## Exercise requirements
Count the lines below that contain the string "group", treating uppercase and lowercase letters as distinct. Reply with the number alone.

## Listing
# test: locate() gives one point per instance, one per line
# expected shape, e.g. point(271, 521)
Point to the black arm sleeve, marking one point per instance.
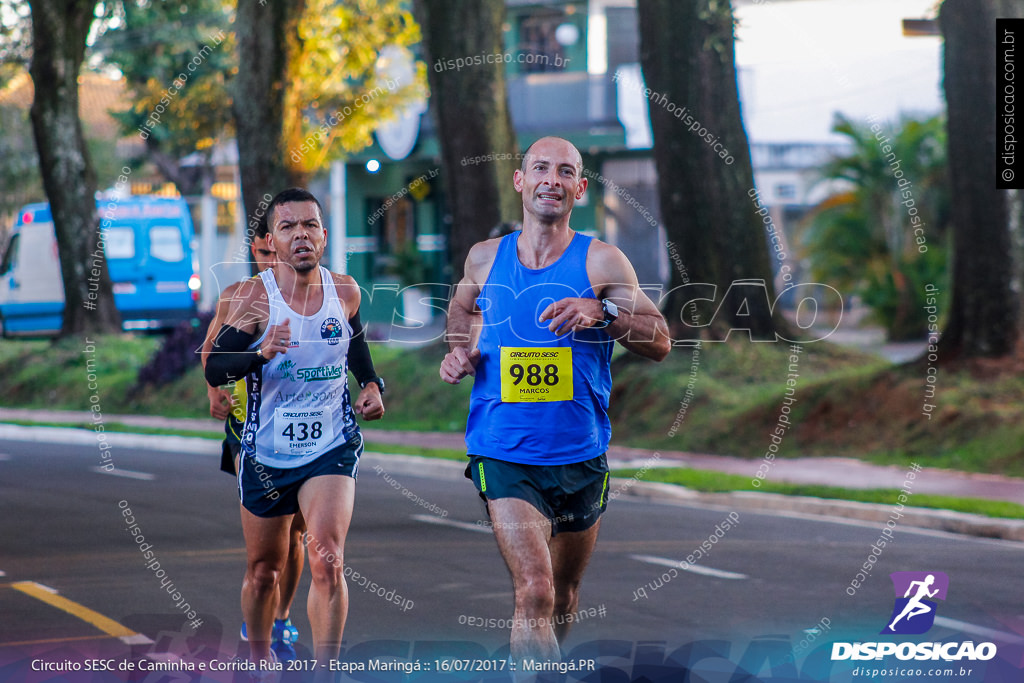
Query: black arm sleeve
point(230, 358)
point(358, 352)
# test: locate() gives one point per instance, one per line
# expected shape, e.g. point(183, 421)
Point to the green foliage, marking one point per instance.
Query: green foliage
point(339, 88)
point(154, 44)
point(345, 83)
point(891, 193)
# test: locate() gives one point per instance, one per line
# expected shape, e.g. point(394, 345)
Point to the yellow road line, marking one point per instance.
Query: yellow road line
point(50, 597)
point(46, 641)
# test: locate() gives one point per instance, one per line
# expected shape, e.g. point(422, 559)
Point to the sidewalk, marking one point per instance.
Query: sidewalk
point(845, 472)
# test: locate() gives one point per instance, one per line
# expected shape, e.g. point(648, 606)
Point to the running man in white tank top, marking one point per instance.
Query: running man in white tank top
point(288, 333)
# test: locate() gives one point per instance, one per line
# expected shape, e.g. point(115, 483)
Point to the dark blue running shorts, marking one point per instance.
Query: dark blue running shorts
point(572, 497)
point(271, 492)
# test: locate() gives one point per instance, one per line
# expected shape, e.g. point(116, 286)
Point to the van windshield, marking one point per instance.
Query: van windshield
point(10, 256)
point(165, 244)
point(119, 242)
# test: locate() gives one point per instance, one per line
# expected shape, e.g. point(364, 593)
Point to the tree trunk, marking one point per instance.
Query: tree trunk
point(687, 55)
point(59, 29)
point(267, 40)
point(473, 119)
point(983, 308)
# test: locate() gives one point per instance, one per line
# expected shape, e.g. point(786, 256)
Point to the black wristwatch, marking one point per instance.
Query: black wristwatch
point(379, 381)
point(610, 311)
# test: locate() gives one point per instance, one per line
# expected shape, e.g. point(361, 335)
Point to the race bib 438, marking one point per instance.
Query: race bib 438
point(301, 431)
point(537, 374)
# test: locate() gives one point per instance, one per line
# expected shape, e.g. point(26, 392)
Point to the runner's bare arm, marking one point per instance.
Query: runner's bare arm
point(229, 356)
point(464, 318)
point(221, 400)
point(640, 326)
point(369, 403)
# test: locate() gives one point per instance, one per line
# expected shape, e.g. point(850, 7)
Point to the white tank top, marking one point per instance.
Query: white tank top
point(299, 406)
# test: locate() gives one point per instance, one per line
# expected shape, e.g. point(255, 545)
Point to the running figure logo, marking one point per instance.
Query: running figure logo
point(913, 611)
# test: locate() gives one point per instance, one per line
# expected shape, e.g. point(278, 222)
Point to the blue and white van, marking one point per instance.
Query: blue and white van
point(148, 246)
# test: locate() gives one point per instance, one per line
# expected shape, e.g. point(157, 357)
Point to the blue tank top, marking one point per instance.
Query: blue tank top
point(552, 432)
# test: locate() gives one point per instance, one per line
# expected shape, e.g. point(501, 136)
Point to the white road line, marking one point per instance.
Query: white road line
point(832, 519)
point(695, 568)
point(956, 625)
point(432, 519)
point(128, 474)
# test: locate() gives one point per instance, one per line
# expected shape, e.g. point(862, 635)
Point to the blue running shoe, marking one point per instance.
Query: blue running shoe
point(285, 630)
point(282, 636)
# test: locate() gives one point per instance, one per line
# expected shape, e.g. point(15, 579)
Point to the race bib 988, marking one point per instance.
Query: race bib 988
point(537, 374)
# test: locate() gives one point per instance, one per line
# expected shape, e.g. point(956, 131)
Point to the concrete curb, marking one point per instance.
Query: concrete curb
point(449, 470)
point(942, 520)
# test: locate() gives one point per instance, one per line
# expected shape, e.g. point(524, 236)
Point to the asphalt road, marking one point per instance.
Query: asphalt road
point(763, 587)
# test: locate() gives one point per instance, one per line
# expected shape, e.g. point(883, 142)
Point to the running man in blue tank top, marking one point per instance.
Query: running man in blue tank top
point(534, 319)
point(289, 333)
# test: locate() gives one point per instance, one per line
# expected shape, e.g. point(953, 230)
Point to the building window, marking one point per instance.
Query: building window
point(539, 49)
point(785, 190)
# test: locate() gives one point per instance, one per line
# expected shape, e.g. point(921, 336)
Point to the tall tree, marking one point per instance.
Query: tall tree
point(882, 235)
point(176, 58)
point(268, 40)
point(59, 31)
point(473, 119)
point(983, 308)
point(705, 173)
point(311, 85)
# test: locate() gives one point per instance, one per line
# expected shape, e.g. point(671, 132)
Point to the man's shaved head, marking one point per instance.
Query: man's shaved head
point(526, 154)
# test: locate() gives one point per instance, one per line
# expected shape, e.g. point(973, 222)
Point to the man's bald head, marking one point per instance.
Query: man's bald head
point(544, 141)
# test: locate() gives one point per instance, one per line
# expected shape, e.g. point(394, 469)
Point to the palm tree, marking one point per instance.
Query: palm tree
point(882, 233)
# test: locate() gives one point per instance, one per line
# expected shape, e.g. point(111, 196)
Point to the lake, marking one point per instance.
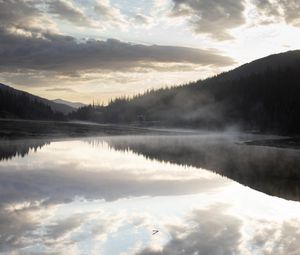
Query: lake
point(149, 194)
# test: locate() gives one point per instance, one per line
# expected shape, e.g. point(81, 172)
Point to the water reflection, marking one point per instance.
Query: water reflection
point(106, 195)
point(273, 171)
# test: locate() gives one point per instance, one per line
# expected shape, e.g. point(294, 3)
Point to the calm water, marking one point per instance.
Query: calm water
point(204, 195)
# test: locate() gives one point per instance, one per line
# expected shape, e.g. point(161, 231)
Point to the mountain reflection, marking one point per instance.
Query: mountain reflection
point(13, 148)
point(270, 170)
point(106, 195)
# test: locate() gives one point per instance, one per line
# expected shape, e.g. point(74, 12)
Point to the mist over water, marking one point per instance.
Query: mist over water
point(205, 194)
--
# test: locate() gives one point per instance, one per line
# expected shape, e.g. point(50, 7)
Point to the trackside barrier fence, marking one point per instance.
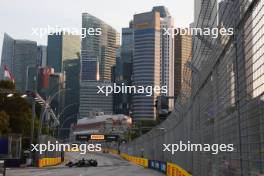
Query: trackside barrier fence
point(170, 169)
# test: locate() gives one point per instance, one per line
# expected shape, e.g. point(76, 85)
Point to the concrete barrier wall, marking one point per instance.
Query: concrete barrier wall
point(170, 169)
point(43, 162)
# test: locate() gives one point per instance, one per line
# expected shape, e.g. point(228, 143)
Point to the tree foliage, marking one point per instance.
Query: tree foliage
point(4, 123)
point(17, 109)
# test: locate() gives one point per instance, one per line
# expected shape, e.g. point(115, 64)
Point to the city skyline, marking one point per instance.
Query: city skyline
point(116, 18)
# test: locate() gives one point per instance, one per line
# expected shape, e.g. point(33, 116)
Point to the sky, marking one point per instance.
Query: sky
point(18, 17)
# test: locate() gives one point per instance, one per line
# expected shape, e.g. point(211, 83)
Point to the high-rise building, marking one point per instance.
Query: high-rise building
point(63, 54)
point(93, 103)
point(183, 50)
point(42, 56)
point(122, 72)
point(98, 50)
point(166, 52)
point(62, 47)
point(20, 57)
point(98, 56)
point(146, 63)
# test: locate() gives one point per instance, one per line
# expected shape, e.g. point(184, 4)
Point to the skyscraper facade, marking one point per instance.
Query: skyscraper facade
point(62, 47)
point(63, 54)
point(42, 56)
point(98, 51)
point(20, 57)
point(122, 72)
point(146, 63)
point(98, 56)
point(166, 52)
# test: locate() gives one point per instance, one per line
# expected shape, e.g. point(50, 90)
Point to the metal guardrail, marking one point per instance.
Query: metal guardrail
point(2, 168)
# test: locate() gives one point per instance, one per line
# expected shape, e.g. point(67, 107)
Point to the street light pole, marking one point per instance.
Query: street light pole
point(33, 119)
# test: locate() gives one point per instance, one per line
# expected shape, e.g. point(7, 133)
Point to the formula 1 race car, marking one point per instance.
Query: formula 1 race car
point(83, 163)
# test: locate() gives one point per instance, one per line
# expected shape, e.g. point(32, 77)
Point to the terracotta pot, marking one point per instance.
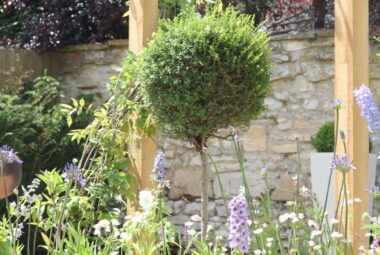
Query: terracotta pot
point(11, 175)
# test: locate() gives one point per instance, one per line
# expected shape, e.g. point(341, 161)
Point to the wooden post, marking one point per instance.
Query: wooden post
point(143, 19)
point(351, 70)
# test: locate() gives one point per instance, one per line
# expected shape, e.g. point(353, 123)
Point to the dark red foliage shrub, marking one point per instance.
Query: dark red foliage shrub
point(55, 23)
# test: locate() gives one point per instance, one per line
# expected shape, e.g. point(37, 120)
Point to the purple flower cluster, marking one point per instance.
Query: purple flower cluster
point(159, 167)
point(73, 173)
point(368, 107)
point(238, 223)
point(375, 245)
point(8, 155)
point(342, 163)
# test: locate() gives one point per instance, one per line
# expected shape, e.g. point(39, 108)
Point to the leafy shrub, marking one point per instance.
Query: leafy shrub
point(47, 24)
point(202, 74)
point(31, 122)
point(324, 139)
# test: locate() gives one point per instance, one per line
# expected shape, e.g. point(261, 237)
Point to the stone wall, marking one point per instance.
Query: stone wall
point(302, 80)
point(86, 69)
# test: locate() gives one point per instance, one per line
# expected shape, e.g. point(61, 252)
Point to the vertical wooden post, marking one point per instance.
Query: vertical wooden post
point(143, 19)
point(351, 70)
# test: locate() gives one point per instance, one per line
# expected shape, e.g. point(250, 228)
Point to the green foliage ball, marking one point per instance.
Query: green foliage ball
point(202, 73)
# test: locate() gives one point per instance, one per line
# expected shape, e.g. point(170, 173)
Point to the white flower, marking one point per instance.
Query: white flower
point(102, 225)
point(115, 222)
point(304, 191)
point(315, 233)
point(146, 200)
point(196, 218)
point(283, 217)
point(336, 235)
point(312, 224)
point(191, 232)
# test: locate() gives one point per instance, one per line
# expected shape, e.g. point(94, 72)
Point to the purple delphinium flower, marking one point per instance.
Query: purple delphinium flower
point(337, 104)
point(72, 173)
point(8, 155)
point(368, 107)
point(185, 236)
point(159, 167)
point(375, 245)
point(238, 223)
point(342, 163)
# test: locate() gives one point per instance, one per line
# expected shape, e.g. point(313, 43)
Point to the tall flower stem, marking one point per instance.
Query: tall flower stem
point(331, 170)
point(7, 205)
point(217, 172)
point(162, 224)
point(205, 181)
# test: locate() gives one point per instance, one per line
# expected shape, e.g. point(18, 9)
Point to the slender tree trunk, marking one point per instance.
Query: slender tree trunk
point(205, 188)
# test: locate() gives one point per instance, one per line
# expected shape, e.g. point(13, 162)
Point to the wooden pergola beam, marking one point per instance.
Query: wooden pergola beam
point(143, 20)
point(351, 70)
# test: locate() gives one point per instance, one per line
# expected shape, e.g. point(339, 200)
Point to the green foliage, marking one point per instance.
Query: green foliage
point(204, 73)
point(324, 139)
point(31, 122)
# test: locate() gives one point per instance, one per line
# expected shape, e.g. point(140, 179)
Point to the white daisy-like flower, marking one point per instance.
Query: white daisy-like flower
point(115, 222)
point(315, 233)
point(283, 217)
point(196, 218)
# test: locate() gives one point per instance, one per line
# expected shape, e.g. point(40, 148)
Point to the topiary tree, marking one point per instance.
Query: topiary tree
==
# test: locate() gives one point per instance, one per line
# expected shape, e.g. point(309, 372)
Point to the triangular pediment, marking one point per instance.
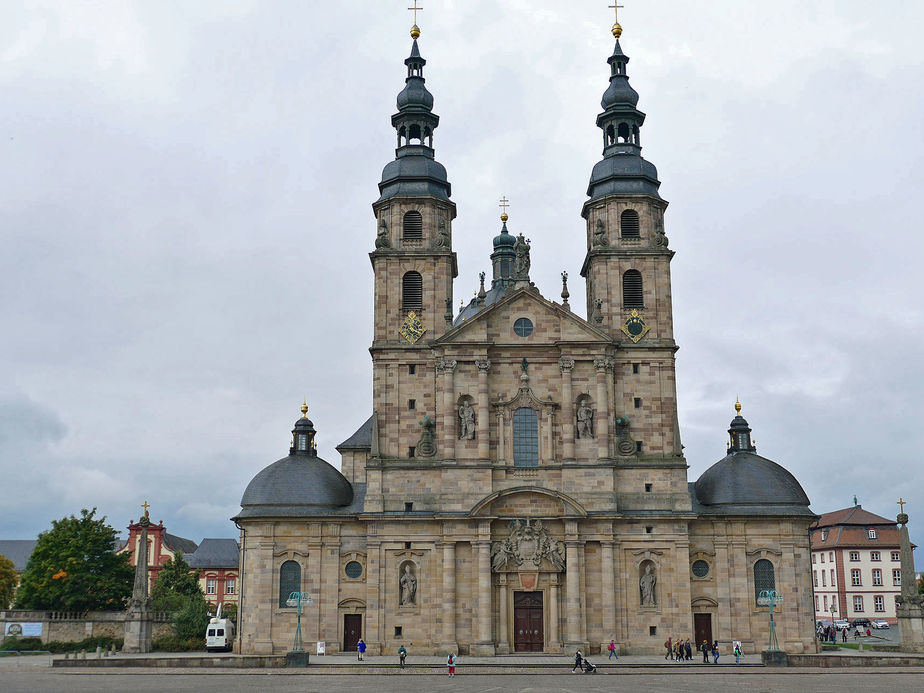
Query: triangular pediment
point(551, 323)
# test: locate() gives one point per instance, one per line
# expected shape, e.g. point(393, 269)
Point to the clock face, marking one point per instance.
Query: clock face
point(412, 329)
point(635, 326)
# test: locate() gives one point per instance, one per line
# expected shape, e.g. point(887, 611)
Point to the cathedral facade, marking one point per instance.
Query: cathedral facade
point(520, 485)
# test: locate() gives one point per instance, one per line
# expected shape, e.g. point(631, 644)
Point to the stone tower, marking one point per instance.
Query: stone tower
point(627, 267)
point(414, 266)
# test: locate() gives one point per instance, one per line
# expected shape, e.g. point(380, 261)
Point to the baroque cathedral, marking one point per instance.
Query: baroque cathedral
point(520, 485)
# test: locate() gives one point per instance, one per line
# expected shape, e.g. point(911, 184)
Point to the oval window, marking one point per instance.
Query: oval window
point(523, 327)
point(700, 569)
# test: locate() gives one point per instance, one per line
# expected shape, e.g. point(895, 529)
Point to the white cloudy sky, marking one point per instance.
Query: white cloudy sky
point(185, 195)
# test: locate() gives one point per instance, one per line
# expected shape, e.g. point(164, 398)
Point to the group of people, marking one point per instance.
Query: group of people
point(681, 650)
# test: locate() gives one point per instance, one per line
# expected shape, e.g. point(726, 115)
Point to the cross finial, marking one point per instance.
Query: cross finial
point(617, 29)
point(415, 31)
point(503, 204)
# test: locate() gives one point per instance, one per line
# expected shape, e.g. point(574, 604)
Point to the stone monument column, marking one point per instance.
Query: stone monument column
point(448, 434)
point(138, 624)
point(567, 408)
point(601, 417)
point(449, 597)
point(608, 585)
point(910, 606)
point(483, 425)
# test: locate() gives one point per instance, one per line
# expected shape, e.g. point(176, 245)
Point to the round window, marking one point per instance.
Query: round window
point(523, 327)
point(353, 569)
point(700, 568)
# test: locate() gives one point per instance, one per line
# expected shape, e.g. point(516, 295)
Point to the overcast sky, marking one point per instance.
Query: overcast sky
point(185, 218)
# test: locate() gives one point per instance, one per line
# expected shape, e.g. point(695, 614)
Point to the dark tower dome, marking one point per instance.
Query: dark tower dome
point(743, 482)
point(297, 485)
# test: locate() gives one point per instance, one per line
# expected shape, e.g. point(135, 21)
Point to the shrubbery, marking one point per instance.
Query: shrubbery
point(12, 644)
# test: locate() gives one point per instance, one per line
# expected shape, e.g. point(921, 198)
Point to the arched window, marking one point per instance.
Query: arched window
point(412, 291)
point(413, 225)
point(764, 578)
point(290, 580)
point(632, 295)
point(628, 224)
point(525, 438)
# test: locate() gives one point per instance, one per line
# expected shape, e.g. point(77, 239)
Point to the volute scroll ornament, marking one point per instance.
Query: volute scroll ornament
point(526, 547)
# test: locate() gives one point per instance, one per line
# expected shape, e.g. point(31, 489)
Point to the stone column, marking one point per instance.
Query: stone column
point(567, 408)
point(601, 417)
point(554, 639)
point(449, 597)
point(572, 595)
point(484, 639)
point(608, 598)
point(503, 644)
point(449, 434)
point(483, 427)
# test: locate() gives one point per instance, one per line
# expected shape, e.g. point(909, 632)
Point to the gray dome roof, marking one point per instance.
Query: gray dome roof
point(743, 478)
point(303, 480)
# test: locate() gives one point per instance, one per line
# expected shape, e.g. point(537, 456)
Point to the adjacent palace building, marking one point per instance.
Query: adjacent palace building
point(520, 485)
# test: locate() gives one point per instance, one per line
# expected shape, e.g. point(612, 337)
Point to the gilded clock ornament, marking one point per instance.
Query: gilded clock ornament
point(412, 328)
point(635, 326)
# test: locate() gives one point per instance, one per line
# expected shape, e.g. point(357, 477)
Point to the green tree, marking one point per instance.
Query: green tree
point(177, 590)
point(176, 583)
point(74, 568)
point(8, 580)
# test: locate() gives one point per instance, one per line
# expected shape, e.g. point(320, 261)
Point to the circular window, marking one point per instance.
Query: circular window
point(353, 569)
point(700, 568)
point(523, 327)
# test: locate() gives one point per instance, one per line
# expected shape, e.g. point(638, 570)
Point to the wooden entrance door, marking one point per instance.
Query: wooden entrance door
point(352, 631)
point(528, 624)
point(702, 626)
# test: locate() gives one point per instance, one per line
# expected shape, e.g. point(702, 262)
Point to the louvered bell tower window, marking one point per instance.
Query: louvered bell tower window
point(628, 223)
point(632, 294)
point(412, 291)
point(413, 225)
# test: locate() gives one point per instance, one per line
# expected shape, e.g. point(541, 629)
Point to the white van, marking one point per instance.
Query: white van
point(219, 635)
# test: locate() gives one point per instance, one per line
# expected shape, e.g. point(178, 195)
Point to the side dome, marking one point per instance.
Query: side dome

## Response below
2